* Task list *
(a) Copy the stretch of the roof moss post from "there are various" through "to do list.".
(b) Carry on writing the post about getting rid of roof moss, picking up after its last sentence.

* Text *
I tried a product called spray 9 not on the roof but I have a big white van with a raised fiberglass roof and it turned green. i sprayed it on , waited and brushed it all really well and it sure did make the stuff go away. maybe it would be ok for siding? its a bit expensive but works.

there are other things, copper is supposed to work as well as zinc. i wondered if anyone had copper flashing and if it stained the roof or if it kept the moss below it at bay? maybe copper would cause green streaks or something ?

there are various solutions you spray on , some are supposed to dry and precipitate out slowly. the new shingles are supposed to have a moss repellent but I think it's marketing BS because even new roofs seem to have the issue after 10 years.
I think a solution using bleach might work. bleach will kill it but it wont stay around. i spoke to a commercial pressure washer, he said he used some soap but the final rinse must contain some beach, the idea was that if you kill off the spores it doesn't come back so fast. evidently there are a lot of different types of moss. some is black.
one tactic is to spray a moss killer on the roof every 3 years or so. I'm not sure how many actually do that. Its probably not the first thing on the to do list.

spraying chemicals on the roof can cause a backflow. if you can get a situation where the pressure at the hose bib is greater from the drop of the hose than the city water supply, or if the water supply pump goes down or something like a main breaks then it can suck the stuff from your hose down into the supply water and be back fed into your house or neighbors which would be a very bad thing.

modern plumbing code requires a backflow preventer at each outside tap but most of our old houses of course wont have them. if you have one and you lift the hose to the roof it will start draining the hose from the backflow preventer.
my city water pressure is always high so my chances of creating a backflow are minimal but I would definitely consider this carefully if I happened to be on a farm with a well and my own pump.

to get the stuff up to the peak is a bit of a challenge from the ladder if you arent' comfy scaling the rooftop. those garden sprayers only spray so far. i thought of buying a "super soaker" its a toy squirt gun but it evidently has some range.

If you are real brave you can hose from the peak down and get rid of the moss into the gutters once you kill it with chemicals.

wondering what other strategies people are using? the zinc strip flashing seems ugly but maybe effective. evidently it stops working in a few years when it gets oxidized. I saw some on the internet that was sort of like a tin molding with a bump rather than like a roll of tape. it looked a bit like a door threshold or something with a profile stamped into it. I'm not sure if I can find that profiled stuff locally. the tape looks like the stuff you use for ducting only zinc not aluminum tape and no sticky back. i figured it would be a given that someone would make a tape with a sticky backing that you could just apply on top of asphalt shingles but I'm not seeing that on the market. usually they nail it down.

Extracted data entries
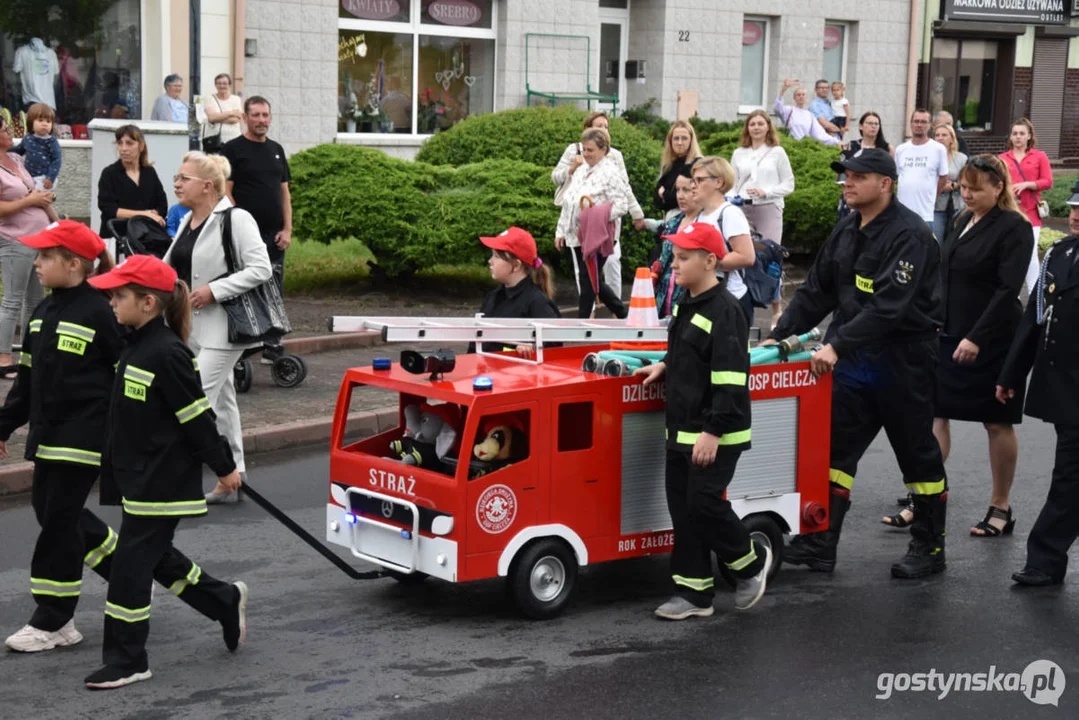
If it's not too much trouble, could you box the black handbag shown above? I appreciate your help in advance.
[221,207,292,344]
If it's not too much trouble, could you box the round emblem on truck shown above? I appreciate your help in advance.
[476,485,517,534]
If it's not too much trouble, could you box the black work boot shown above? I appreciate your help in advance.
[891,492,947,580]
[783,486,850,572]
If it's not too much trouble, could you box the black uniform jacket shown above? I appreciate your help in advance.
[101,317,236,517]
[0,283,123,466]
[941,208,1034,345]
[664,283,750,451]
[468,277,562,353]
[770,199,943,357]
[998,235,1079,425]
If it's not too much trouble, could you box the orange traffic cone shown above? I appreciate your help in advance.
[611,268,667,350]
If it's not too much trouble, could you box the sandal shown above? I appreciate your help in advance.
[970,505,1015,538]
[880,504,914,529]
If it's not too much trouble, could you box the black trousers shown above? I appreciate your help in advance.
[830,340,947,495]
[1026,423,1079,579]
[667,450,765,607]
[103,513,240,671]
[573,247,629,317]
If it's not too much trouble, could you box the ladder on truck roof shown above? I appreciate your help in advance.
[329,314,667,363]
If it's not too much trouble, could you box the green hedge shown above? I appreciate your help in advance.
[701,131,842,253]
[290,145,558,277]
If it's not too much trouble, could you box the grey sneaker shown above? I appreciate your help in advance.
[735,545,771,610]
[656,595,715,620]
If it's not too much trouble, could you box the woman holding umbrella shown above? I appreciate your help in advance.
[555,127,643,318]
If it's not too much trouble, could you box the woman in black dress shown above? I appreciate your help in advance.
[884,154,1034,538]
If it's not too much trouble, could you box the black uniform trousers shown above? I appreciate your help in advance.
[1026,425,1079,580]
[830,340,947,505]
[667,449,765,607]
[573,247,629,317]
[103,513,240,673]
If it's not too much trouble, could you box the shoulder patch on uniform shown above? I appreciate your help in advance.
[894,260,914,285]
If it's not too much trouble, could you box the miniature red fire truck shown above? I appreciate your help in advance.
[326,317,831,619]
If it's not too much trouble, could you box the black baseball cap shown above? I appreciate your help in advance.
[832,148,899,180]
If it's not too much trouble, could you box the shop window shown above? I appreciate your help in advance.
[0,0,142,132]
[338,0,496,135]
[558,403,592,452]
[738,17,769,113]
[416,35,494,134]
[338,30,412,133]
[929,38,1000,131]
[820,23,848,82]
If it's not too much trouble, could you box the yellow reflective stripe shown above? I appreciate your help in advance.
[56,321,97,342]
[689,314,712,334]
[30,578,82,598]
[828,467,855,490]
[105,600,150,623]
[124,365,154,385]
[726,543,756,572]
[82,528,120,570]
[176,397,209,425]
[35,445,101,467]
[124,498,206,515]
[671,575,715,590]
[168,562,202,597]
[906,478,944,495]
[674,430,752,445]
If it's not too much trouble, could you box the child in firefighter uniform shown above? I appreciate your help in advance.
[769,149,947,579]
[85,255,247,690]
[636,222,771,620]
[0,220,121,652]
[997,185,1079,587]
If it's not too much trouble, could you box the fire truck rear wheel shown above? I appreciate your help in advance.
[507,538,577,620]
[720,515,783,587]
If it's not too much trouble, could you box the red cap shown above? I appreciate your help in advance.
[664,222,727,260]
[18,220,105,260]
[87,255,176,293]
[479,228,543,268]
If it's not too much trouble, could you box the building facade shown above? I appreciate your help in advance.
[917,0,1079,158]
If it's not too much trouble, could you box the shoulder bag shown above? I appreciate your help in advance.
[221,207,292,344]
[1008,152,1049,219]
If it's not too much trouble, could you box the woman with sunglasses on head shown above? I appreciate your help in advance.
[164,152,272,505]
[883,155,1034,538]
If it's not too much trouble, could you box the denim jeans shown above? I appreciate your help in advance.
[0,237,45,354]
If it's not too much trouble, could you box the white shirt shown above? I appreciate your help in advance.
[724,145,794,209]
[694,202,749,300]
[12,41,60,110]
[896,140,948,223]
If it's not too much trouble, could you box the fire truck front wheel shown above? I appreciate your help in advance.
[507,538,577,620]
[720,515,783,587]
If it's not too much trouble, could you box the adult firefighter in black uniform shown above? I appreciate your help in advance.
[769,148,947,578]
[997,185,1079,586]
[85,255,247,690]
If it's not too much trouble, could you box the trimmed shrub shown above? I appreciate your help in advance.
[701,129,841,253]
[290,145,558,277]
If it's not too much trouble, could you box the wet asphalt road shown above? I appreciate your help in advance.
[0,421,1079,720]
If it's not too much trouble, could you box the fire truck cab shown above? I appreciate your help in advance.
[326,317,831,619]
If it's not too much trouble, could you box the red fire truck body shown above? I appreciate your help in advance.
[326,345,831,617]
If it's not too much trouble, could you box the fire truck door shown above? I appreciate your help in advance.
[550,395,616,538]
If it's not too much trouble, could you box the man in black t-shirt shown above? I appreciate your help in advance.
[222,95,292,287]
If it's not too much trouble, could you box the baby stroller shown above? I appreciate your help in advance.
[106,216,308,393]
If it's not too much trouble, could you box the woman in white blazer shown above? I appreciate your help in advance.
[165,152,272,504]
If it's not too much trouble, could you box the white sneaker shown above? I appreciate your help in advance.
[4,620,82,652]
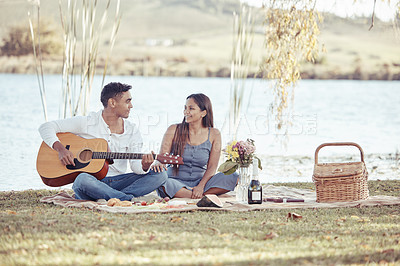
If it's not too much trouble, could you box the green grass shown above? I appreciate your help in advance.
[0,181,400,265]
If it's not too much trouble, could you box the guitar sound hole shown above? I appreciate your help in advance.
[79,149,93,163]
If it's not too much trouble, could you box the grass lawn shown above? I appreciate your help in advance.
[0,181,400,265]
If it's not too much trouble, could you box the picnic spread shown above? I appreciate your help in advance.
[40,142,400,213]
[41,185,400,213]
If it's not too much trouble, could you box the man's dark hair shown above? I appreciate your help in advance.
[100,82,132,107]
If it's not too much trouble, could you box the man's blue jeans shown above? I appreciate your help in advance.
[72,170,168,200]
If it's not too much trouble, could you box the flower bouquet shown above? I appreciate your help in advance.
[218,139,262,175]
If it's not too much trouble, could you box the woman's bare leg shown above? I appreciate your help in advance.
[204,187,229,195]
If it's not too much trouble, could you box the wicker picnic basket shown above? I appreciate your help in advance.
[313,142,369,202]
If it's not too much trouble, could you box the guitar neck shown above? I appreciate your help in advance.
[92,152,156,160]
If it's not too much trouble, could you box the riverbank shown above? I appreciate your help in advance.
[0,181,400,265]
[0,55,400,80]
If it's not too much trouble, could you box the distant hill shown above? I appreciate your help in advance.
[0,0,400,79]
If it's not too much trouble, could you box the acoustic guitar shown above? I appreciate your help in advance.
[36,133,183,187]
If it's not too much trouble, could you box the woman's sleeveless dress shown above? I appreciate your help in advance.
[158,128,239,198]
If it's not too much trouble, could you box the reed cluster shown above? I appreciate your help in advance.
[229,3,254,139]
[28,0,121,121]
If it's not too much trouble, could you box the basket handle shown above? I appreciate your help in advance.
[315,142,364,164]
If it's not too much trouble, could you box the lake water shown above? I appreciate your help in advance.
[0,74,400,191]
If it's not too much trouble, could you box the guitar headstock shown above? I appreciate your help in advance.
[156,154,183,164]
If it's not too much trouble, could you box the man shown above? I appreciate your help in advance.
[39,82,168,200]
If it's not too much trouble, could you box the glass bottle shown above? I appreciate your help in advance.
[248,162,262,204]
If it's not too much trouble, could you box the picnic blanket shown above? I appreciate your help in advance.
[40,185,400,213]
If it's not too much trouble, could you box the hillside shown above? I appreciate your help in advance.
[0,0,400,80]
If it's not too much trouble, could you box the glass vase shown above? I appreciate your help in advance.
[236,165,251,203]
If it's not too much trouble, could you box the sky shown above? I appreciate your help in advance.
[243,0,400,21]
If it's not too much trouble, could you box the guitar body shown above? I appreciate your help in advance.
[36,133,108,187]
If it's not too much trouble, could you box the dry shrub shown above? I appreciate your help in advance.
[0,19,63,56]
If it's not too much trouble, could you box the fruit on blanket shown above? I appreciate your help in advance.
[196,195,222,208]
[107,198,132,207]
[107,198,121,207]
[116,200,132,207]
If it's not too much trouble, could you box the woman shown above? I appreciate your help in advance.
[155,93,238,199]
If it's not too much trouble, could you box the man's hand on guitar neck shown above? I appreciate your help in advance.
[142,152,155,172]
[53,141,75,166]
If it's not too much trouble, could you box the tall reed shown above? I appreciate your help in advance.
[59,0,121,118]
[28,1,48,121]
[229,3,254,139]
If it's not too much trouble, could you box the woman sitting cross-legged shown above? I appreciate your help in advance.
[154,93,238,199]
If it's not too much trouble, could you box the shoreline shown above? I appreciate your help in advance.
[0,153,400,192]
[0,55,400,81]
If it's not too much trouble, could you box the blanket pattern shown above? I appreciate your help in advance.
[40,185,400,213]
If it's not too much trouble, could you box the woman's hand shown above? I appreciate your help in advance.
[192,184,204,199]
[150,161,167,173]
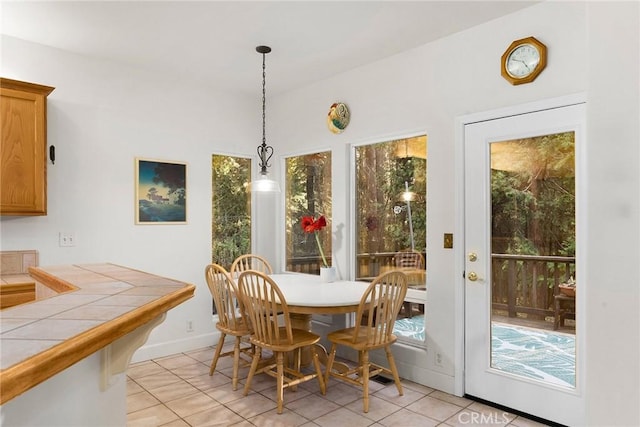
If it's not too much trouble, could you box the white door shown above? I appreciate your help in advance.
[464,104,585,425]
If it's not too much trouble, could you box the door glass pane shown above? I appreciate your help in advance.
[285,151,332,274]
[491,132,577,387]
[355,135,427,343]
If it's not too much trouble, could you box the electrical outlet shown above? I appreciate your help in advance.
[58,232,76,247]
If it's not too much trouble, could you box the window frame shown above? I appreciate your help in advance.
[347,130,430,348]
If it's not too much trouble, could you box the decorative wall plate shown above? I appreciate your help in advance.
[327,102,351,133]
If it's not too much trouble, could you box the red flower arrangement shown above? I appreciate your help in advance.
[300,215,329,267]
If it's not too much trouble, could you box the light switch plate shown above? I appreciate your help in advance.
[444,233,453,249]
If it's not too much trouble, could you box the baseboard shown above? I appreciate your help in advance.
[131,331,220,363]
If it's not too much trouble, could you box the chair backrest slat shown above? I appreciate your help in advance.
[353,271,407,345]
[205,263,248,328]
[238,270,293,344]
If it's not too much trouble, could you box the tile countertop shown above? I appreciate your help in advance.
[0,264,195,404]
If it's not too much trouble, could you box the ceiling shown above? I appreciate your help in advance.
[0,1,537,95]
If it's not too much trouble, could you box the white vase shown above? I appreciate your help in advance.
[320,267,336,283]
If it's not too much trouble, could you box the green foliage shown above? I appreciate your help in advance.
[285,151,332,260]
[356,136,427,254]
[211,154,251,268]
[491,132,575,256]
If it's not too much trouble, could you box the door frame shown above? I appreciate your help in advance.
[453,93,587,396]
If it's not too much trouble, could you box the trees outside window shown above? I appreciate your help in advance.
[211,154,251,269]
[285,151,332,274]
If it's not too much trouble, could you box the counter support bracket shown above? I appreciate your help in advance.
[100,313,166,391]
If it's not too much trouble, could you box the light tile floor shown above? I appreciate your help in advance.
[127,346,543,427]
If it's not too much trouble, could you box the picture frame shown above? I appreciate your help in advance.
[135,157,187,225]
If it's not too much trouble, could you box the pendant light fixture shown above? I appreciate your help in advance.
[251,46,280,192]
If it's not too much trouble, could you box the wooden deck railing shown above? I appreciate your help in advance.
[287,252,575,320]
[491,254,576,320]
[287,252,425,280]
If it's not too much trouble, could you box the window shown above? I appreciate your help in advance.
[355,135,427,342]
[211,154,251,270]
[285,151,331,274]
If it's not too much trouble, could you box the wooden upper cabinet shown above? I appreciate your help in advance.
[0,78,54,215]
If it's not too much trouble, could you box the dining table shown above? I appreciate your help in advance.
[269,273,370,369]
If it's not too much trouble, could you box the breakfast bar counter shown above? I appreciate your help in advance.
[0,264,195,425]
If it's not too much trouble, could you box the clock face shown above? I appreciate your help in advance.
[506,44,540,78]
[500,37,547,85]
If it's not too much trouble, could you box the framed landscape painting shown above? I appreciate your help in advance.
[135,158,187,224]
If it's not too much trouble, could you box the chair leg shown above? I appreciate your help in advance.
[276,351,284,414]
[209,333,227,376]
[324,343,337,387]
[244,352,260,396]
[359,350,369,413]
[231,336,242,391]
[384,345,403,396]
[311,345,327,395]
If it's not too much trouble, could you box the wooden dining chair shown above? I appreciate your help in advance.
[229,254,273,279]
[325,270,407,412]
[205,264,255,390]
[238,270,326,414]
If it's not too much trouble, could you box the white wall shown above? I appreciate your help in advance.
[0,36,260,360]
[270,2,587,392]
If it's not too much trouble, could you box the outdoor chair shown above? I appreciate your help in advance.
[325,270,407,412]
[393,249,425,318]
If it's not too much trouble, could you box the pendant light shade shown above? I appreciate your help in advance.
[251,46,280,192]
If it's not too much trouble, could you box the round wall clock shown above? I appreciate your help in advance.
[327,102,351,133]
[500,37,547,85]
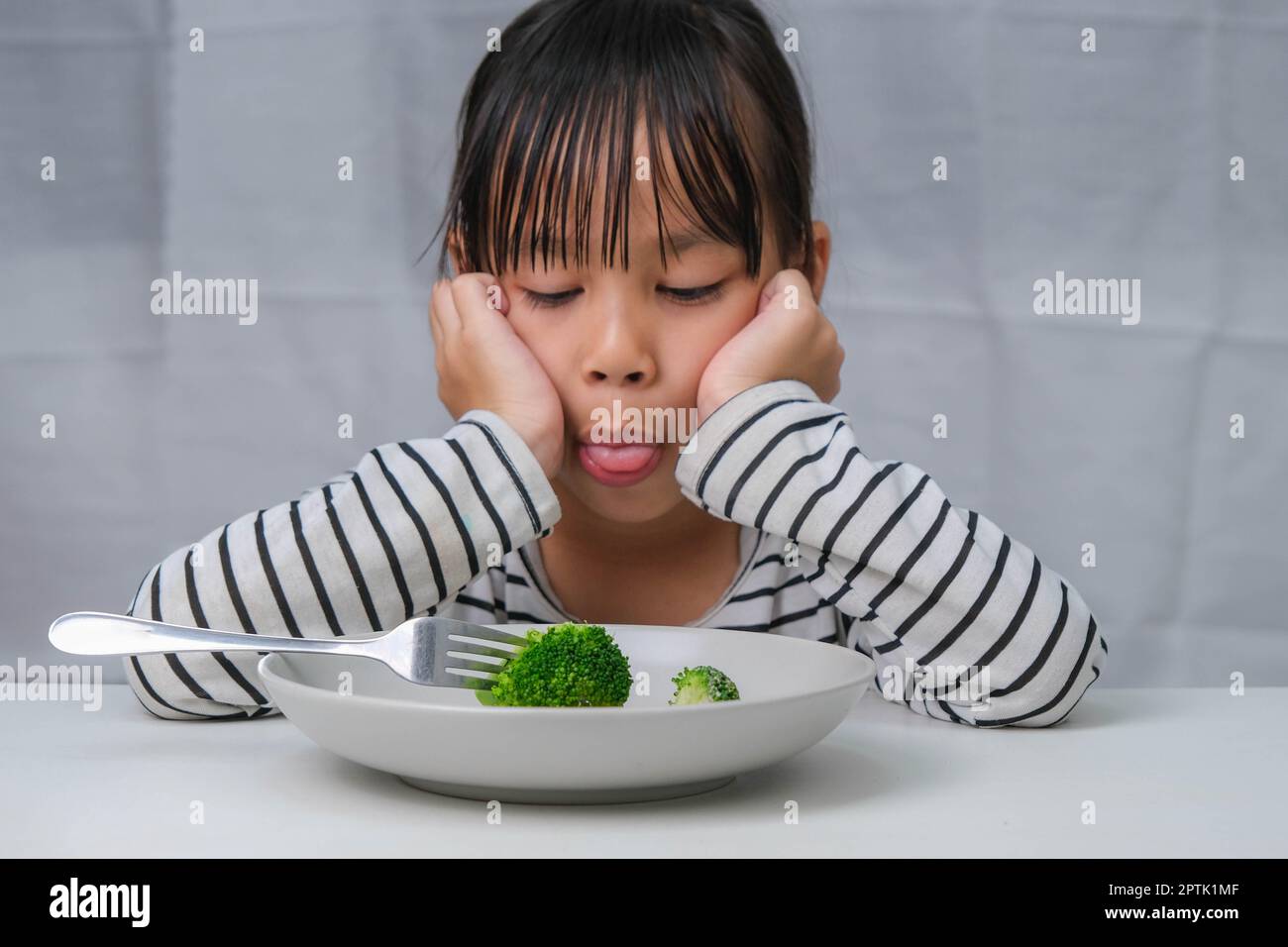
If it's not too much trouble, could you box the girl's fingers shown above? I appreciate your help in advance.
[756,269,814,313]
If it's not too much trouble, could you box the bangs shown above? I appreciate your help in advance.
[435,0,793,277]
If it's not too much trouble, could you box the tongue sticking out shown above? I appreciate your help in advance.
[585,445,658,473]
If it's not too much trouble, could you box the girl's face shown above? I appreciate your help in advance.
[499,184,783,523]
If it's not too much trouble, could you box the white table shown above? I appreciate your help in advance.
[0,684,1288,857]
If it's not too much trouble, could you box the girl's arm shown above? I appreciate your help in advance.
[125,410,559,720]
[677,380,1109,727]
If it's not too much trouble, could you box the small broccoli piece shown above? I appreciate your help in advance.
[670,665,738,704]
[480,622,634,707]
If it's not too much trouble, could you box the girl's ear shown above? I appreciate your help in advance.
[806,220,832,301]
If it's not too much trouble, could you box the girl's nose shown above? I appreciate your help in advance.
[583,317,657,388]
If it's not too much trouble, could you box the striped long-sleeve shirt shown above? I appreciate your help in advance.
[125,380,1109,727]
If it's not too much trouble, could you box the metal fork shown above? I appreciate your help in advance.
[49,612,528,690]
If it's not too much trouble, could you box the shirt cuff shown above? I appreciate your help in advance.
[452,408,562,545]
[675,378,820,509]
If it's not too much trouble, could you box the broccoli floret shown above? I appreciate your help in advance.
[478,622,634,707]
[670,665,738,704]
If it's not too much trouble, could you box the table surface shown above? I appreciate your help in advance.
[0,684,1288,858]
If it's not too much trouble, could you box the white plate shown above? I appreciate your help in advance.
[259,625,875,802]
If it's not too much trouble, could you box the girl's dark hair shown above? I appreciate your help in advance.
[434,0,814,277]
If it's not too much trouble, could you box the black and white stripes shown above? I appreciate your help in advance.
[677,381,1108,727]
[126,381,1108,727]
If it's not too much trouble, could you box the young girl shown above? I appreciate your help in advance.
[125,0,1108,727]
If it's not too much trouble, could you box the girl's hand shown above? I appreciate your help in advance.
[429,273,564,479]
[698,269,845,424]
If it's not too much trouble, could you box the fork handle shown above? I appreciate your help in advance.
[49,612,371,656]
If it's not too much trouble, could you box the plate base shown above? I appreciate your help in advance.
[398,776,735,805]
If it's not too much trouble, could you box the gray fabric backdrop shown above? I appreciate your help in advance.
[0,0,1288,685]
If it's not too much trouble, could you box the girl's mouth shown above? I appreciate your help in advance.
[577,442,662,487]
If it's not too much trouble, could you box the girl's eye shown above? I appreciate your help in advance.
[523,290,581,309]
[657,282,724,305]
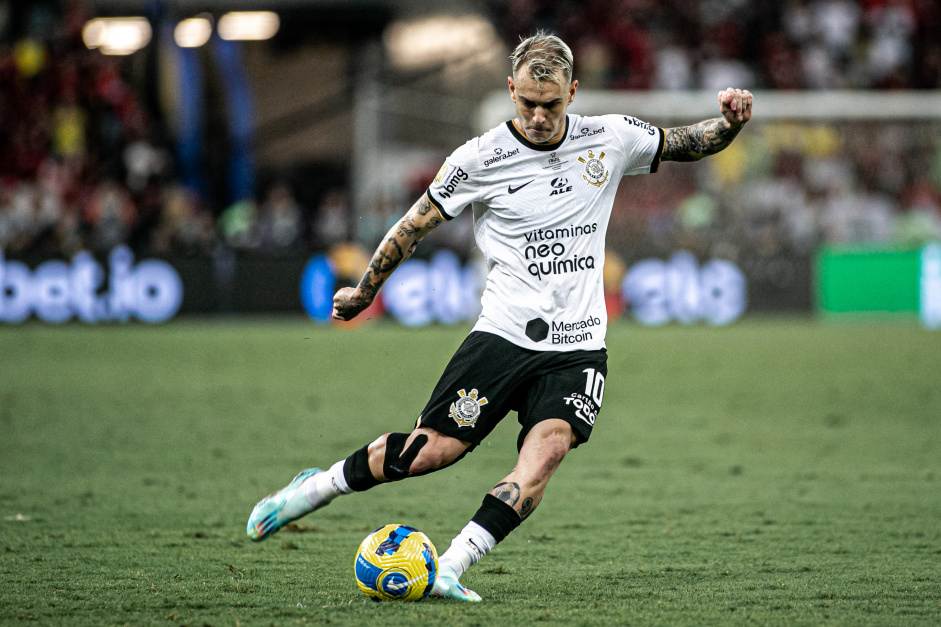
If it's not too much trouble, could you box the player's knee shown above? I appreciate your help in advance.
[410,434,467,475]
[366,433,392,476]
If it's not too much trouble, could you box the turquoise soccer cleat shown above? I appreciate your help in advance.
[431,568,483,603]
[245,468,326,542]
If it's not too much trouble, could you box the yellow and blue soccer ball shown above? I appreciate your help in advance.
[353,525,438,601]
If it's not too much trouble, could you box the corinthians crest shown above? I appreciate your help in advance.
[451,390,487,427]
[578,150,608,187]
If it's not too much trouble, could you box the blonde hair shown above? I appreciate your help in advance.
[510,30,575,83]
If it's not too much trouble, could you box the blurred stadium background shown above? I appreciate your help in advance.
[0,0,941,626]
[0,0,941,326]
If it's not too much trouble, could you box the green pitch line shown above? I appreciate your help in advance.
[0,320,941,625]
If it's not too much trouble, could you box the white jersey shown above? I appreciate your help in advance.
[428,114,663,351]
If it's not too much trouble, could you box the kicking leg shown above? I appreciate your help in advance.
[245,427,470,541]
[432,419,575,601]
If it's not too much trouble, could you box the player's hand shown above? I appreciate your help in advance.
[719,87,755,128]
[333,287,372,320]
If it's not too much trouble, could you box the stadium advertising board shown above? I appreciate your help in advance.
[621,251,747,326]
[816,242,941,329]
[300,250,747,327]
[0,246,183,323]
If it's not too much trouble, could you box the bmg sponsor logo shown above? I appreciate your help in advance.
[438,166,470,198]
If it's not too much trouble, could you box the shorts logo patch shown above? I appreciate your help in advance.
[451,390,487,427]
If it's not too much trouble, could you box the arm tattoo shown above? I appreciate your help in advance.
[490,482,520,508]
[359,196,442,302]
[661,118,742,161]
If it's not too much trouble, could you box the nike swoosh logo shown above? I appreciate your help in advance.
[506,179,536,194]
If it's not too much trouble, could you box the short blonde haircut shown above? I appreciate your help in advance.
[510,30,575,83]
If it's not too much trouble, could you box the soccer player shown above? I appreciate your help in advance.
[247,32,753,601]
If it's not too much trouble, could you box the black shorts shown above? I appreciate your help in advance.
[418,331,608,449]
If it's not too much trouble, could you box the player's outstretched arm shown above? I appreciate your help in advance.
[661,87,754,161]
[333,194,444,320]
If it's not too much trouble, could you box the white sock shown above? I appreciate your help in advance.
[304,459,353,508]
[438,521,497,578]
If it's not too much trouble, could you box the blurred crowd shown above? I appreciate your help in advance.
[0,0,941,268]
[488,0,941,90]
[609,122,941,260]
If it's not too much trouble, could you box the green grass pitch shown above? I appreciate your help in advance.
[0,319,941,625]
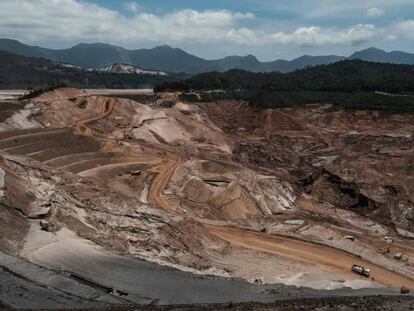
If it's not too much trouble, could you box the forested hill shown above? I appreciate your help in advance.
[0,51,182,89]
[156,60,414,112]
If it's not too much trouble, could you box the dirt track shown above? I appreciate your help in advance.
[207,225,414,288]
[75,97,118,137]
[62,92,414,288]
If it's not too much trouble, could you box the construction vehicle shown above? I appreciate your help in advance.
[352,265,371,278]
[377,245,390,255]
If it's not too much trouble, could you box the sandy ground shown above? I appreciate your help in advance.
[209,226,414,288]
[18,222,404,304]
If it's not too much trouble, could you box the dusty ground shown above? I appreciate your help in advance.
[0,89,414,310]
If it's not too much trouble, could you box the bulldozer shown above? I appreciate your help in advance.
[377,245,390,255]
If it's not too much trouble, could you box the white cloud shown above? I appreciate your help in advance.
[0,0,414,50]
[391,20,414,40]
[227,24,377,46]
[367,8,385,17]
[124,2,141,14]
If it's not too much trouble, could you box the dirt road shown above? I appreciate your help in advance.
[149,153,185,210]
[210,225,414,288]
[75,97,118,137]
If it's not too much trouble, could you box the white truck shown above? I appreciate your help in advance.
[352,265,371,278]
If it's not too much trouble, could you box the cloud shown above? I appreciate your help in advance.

* Results for the exercise *
(a)
there are various solutions you spray on , some are supposed to dry and precipitate out slowly. the new shingles are supposed to have a moss repellent but I think it's marketing BS because even new roofs seem to have the issue after 10 years.
I think a solution using bleach might work. bleach will kill it but it wont stay around. i spoke to a commercial pressure washer, he said he used some soap but the final rinse must contain some beach, the idea was that if you kill off the spores it doesn't come back so fast. evidently there are a lot of different types of moss. some is black.
one tactic is to spray a moss killer on the roof every 3 years or so. I'm not sure how many actually do that. Its probably not the first thing on the to do list.

(b)
maybe copper would be less unattractive?

I got to thinking of using copper wire. I have a master plan;-) I want to put two posts about 2 feet tall at opposite ends of my peak, then run a copper cable to both and to a telephone poll for an AM antenna. it made me wonder if I could do a loop antenna or something so the extra copper wire would help kill the moss and also function as my AM antenna. I envisioned a bunch of wraps te length of my roof , then it would drip from the bare copper wires and kill moss too,, wouldn't it?

now I'm onto a different subject.. if copper will kill moss like the zinc strip does could I use copper wire to perform a dual function. kill moss,and be an AM antenna? why do I think of such things ? ;-)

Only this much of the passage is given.